**** Tekstfragment

Als tweede geeft de Afdeling aan dat mogelijk een relatie bestaat tussen de criteria in de eerste alinea van artikel 7, vierde lid, en de uitzondering in de tweede alinea van artikel 7, vierde lid, van de Eurovignetrichtlijn. In de eerste alinea wordt aangegeven dat indien sprake is van het heffen van tolgelden op bruggen, tunnels of bergpassen een lidstaat gelijktijdig gebruiksrechten mag heffen op dat traject. In de tweede alinea staat dat voor bruggen, tunnels en bergpassen een uitzondering kan worden toegepast waardoor het toltarief niet naar CO2-emissie hoeft te worden gedifferentieerd. De uitzondering kan worden toegepast onder de voorwaarden dat differentiatie technisch niet werkbaar is of dat differentiatie er toe zou leiden dat de meest vervuilende voertuigen omrijden met negatieve gevolgen voor de verkeersveiligheid en de volksgezondheid. De Afdeling geeft aan dat niet valt uit te sluiten dat slechts gebruik kan worden gemaakt van de uitzondering (alinea 2) als sprake is van een tolgebied waar ook gebruiksrechten worden geheven (alinea 1). De regering is van mening dat de criteria in de eerste alinea los moeten worden gelezen van de uitzondering in de tweede alinea. Tijdens de onderhandelingen over de herziene richtlijn is de uitzonderingsmogelijkheid voor tolgebieden waarbij differentiatie technisch niet uitvoerbaar is juist door Nederland aangedragen. Uit de onderhandelingen en verdere communicatie met de Europese Commissie is niet gebleken dat beoogd was deze uitzondering te laten vervallen met het uitfaseren van gebruiksrechten zoals geregeld onder de herziene richtlijn.

********
**** Fragment gegevens

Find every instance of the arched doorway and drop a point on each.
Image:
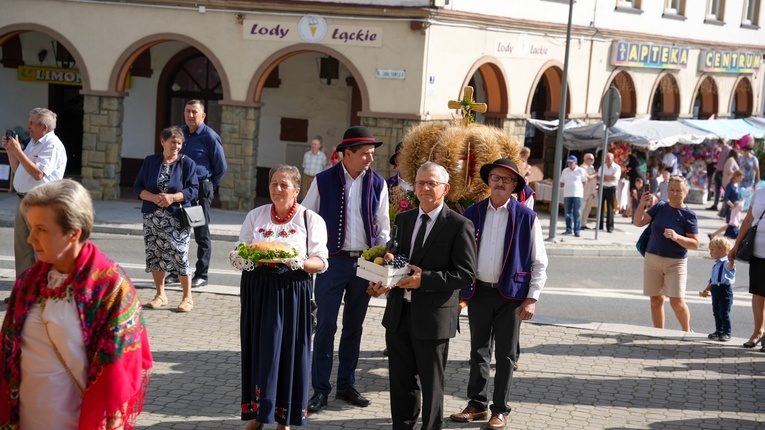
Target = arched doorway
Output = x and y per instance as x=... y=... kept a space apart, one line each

********

Opdracht » Schrijf het tekstfragment over tolheffing en de Eurovignetrichtlijn verder, vanaf de laatste zin.

Het resultaat »
Momenteel geldt voor vrachtvoertuigen van boven de 12 ton het Eurovignet2. Het Eurovignet is een op tijd gebaseerde heffing en derhalve een gebruiksrecht. Dit betekent dat op het moment dat de Blankenburgverbinding in 2024 open gaat, er sprake is van het gelijktijdig heffen van tolgelden en gebruiksrechten. Zodra de vrachtwagenheffing wordt ingevoerd, vervalt het Eurovignet op de Nederlandse wegen en daarmee het gebruiksrecht voor vrachtvoertuigen. Naar verwachting zal de vrachtwagenheffing in 2026 van start gaan. Tot die tijd wordt hoe dan ook voldaan aan de mogelijke onderlinge samenhang tussen de criteria uit de eerste alinea en de voorwaarden voor uitzondering uit de tweede alinea van artikel 7, vierde lid, van de Eurovignetrichtlijn en hoeft het tarief niet gedifferentieerd te worden op basis van CO2-emissies. Na mededeling van Nederland heeft de Europese Commissie bevestigd dat tot de start van de vrachtwagenheffing voldaan wordt aan de criteria en voorwaarden van de uitzondering. De regering zal nader in gesprek gaan met de Europese Commissie over de verdere toepassing van de uitzonderingsmogelijkheid onder artikel 7, vierde lid.
Indien uit de nadere afstemming met de Commissie blijkt dat de eerste en de tweede alinea van artikel 7, vierde lid, inderdaad in onderlinge samenhang zouden moeten worden gelezen, dan zullen voor zware bedrijfsvoertuigen die gebruik maken van de tijdelijke tolheffing noodzakelijkerwijs de consequenties in beeld moeten worden gebracht. Doordat in voorkomend geval pas vanaf de start van de vrachtwagenheffing voldaan hoeft te worden aan deze verplichting, is hier nog voldoende tijd voor.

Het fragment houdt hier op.